> [Given text]:
---+---

Duke Researchers Find Link Between Pollution, Obesity

Pollution is believed to create insulin resistance and chronic inflammation, which leads to obesity and diabetes.

When lab rats had to breathe Beijing’s highly polluted air for 3 to 8 weeks, they gained weight and showed signs of cardiovascular and metabolic damage, according to a study published by scientists from Duke University.

The findings provide more evidence that environmental causes may be one factor in rising rates of diabetes and obesity, both of which are increasing around the world. Pollution is believed to cause inflammation and insulin resistance, and the results of the rat study confirmed this.

“Since chronic inflammation is recognized as a factor contributing to obesity and since metabolic diseases such as diabetes and obesity are closely related, our findings provide clear evidence that chronic exposure to air pollution increases the risk for developing obesity,” said Junfeng “Jim” Zhang, a professor of global and environmental health at Duke University and Duke Kunshan University.

Zhang is a senior author of the paper, which appears in the March issue of the Journal of the Federation of American Societies for Experimental Biology.

---+---

> [Problem 1]: In the article on pollution and obesity, how long did the lab rats breathe Beijing's polluted air?
> [Problem 2]: According to the article on pollution and obesity, why does Zhang say the findings show that chronic exposure to air pollution raises the risk of obesity?
> [Problem 3]: From the article on pollution and obesity, repeat everything from "Pollution is believed to create" down to "from Duke University.".

(Natural language region descriptions)
---+---

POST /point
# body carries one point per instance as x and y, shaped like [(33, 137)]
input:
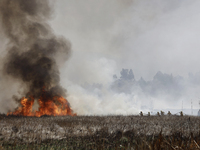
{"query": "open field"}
[(100, 132)]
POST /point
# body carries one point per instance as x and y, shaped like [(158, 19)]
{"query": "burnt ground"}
[(100, 132)]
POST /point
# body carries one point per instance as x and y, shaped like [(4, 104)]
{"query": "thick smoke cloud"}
[(145, 36), (32, 52)]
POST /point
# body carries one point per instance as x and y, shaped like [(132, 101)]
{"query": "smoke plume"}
[(33, 52)]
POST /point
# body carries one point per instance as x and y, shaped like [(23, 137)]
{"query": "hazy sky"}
[(147, 36)]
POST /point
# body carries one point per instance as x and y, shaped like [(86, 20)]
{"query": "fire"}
[(55, 106)]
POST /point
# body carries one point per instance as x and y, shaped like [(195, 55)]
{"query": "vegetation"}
[(100, 132)]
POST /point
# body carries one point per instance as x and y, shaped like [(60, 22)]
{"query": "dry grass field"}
[(100, 132)]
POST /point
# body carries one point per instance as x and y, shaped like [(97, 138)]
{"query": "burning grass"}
[(100, 132)]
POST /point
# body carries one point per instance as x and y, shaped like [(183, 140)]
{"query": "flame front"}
[(55, 106)]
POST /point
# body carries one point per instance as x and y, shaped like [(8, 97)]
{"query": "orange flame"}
[(56, 106)]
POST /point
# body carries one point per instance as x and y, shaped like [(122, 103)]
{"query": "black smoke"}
[(34, 53)]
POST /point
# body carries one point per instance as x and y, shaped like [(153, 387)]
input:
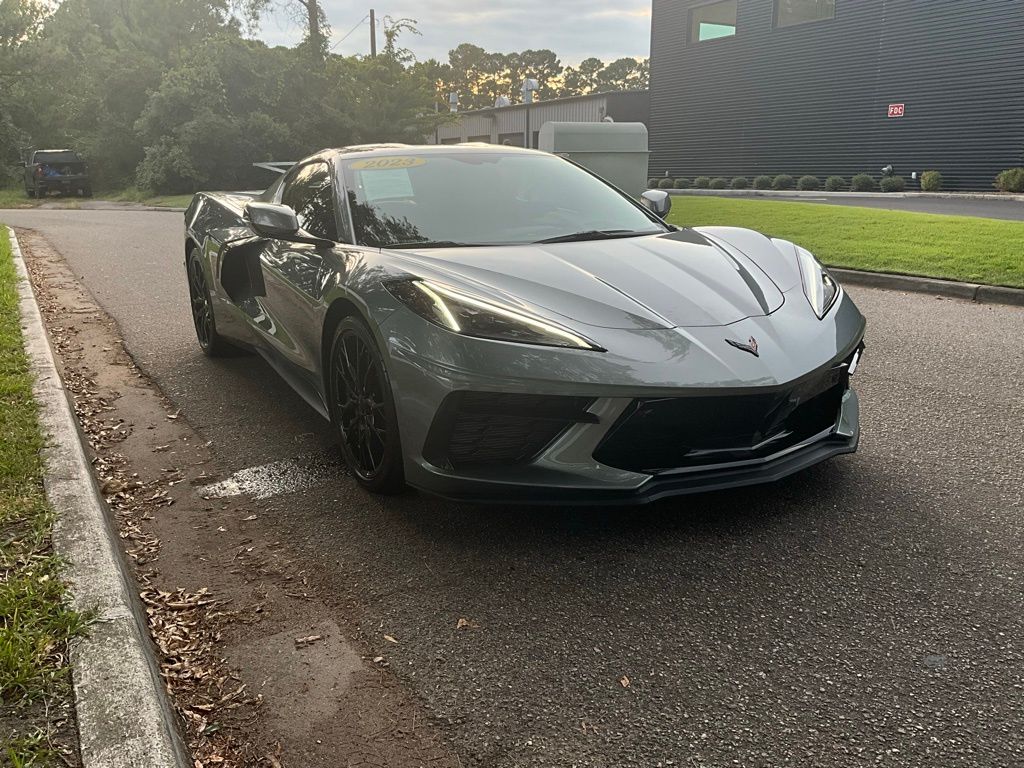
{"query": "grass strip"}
[(36, 623), (962, 248)]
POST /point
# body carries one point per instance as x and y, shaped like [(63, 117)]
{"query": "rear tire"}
[(212, 343), (363, 411)]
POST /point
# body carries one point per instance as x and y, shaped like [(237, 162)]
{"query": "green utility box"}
[(615, 152)]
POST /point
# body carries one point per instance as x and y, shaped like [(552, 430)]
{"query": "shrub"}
[(1012, 180), (893, 183), (931, 181), (809, 183), (782, 181), (837, 183), (862, 182)]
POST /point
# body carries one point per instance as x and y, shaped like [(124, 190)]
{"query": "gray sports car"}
[(486, 323)]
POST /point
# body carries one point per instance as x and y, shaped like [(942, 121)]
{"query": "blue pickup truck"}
[(56, 170)]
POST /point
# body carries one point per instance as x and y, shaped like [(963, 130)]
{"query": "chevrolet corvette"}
[(494, 324)]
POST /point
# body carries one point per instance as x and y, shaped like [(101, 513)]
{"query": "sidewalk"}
[(123, 716)]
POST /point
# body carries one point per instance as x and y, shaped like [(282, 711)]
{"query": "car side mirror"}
[(657, 202), (271, 220)]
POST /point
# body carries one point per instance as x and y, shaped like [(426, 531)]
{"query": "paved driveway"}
[(866, 612)]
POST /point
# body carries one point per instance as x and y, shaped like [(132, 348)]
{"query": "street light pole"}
[(373, 34)]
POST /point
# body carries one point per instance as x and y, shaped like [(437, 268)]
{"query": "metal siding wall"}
[(813, 98)]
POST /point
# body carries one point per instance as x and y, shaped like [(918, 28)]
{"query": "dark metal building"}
[(822, 87)]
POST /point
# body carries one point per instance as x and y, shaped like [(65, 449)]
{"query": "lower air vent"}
[(477, 429)]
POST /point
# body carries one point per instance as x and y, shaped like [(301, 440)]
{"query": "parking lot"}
[(867, 611)]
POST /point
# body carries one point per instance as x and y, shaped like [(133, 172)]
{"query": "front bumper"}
[(655, 487), (606, 388)]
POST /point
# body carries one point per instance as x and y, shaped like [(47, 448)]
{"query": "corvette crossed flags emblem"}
[(751, 345)]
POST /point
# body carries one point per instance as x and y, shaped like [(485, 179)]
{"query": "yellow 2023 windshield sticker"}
[(387, 163)]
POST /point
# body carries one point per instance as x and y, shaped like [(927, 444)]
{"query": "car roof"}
[(391, 150)]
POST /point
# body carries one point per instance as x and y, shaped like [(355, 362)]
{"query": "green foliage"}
[(146, 103), (931, 181), (863, 182), (1011, 180), (893, 183), (782, 181), (37, 622), (962, 248), (837, 183)]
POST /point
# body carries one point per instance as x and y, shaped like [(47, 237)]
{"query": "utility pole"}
[(373, 34), (312, 16)]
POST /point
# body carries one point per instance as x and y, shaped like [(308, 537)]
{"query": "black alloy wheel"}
[(363, 410), (202, 309)]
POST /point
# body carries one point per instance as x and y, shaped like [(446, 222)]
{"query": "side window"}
[(310, 194)]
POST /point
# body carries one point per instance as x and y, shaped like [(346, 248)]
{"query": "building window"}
[(792, 12), (713, 20)]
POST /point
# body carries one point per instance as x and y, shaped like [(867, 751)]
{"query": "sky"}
[(573, 29)]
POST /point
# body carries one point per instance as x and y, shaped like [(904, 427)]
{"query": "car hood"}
[(679, 280)]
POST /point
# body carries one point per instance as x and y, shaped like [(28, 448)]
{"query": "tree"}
[(583, 79)]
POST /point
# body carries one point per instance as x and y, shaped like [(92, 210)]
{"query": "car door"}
[(295, 273)]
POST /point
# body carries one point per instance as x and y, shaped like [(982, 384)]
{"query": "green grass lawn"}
[(961, 248), (15, 198), (35, 622)]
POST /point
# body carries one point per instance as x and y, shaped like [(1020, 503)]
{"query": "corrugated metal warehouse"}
[(822, 87), (511, 125)]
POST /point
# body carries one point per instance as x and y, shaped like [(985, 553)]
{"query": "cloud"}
[(573, 29)]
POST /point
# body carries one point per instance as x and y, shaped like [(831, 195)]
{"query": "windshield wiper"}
[(595, 235), (430, 244)]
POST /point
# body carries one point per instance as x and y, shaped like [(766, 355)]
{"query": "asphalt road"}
[(1011, 210), (869, 611)]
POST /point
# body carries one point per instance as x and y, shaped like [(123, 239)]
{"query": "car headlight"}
[(485, 320), (819, 287)]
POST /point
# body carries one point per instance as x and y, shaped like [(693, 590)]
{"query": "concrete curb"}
[(796, 194), (952, 289), (124, 718)]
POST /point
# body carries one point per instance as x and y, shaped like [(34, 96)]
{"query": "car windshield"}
[(477, 198)]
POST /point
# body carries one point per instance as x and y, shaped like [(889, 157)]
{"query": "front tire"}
[(212, 343), (363, 409)]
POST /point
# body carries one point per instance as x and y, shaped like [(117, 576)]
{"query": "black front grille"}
[(657, 434), (473, 429)]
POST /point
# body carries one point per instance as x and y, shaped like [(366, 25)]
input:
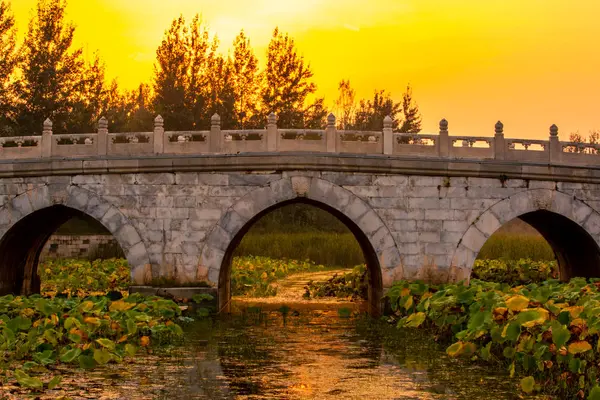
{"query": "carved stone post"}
[(215, 134), (554, 144), (272, 137), (102, 137), (499, 144), (443, 139), (331, 134), (388, 135), (159, 135), (46, 141)]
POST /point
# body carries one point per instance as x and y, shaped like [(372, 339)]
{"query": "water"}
[(309, 354)]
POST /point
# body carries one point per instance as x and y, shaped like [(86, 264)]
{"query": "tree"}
[(287, 82), (411, 122), (8, 62), (245, 83), (90, 102), (345, 105), (370, 113), (50, 70), (171, 78)]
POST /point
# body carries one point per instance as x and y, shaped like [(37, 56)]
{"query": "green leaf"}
[(102, 356), (131, 327), (594, 393), (86, 362), (70, 355), (560, 334), (28, 381), (107, 343), (527, 384), (130, 350), (54, 382), (415, 320)]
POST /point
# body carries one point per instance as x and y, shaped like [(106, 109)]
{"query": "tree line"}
[(46, 76)]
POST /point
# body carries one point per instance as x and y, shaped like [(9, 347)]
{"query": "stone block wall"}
[(79, 246)]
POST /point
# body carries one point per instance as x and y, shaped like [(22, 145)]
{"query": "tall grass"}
[(322, 248), (510, 246)]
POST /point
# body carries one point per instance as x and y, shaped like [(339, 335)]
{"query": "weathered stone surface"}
[(180, 224)]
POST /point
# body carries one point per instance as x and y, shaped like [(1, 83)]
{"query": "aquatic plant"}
[(37, 332), (353, 285), (548, 332), (256, 276), (515, 272)]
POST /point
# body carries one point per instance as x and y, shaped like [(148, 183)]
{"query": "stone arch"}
[(51, 205), (371, 232), (571, 227)]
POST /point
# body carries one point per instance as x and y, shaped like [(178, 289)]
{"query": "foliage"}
[(287, 85), (255, 276), (353, 285), (322, 248), (512, 246), (514, 272), (80, 278), (50, 70), (36, 333), (8, 63), (547, 331)]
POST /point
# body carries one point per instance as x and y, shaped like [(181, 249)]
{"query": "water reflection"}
[(313, 354)]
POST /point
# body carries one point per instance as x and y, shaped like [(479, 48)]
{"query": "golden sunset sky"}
[(529, 63)]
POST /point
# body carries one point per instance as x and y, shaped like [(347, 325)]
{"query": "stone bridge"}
[(421, 206)]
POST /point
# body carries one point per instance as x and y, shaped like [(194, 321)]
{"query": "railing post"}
[(330, 134), (102, 137), (443, 146), (554, 144), (215, 134), (499, 145), (159, 135), (272, 139), (388, 135), (46, 141)]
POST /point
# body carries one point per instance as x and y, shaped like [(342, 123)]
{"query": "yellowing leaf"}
[(517, 303), (579, 347), (574, 311)]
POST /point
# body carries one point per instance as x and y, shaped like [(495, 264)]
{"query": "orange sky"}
[(529, 63)]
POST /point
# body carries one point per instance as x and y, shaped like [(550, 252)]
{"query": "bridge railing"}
[(273, 139)]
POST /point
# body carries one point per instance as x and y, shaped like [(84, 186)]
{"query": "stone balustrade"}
[(273, 139)]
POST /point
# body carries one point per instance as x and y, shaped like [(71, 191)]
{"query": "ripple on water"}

---+---

> [Response area 1]: 3 to 8 weeks.

> [Response area 2]: Chronic inflammation is recognized as a factor contributing to obesity, and metabolic diseases such as diabetes and obesity are closely related. The rat study confirmed that pollution causes inflammation and insulin resistance.

> [Response area 3]:
Pollution is believed to create insulin resistance and chronic inflammation, which leads to obesity and diabetes.

When lab rats had to breathe Beijing’s highly polluted air for 3 to 8 weeks, they gained weight and showed signs of cardiovascular and metabolic damage, according to a study published by scientists from Duke University.